Task:
Copy out, word for word, the stretch of items from the line containing "Kindly provide the mask of every instance of the walk-in" through the line containing "[[254,168],[255,1],[1,5],[0,169]]".

Stored records:

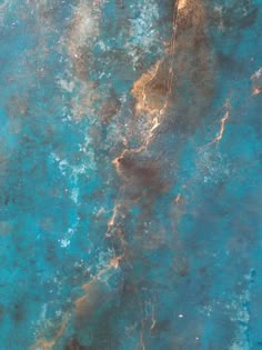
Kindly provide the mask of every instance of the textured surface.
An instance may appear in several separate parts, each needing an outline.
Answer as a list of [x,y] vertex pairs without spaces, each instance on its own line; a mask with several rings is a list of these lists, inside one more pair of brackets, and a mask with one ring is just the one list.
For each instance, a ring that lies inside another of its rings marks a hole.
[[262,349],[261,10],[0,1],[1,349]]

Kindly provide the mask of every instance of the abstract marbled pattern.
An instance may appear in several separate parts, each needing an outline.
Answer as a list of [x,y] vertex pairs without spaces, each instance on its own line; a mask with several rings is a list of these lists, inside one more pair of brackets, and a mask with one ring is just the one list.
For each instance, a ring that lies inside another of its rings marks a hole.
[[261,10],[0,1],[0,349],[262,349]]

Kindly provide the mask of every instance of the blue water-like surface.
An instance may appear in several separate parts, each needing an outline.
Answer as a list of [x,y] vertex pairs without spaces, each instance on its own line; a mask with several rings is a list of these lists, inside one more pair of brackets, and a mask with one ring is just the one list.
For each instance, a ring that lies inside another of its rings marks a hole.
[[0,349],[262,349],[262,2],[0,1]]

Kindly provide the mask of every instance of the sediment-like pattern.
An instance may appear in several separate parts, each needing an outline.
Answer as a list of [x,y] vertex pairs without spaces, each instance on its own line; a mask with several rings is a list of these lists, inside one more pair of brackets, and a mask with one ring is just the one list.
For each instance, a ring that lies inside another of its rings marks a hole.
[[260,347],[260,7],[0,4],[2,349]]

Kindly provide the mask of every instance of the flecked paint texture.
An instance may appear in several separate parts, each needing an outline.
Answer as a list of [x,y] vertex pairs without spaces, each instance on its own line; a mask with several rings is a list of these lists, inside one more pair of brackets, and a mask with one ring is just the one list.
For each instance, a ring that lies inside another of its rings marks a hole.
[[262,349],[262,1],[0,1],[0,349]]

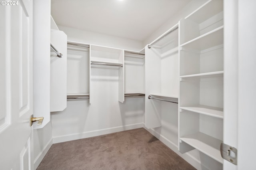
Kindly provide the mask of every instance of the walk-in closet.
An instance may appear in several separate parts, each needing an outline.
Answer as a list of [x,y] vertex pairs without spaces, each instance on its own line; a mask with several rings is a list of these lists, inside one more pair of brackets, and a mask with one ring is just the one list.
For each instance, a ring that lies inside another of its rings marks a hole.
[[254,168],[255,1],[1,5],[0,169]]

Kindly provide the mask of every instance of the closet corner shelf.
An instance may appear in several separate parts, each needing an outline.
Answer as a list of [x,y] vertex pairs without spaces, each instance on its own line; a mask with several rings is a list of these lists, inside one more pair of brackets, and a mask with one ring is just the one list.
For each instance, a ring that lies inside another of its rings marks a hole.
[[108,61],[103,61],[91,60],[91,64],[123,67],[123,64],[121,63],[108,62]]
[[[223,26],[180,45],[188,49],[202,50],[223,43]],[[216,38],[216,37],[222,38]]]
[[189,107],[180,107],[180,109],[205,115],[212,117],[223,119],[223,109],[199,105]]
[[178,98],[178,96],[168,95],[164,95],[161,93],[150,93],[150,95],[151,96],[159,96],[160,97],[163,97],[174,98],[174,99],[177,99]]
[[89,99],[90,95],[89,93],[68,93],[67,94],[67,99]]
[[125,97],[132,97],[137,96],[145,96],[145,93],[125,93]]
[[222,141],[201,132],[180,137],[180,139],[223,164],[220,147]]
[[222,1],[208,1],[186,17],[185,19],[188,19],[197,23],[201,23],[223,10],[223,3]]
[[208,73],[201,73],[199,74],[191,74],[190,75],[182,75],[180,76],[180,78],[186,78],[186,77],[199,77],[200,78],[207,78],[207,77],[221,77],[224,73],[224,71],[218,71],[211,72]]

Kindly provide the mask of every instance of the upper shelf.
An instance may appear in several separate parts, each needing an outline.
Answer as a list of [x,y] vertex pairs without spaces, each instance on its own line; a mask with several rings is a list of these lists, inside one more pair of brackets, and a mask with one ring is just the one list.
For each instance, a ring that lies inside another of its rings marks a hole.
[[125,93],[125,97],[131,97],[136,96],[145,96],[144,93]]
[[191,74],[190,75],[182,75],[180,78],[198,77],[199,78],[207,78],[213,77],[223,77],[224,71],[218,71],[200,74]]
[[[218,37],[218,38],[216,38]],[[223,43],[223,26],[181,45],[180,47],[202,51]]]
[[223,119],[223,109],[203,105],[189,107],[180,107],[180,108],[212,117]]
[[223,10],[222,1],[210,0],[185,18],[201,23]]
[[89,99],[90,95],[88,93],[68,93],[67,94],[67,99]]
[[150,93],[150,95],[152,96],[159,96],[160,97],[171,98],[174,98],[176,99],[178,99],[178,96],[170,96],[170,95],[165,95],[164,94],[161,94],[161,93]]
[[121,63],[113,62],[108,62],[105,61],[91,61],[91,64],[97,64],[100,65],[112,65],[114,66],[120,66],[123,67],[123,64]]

Task answer:
Kindly provide the mask of every instance of the walk-in closet.
An instance may appear in several separate parts, each needing an outline.
Answer as a list of [x,y] vertex pairs without spaces, each instance on its own line; a mask with several rings is a list of these lists, inside one more pair of brackets, and a mask with one ring is just the one list.
For each instance, a ring that lies inside another of its rings marks a hole.
[[254,168],[255,1],[1,5],[0,169]]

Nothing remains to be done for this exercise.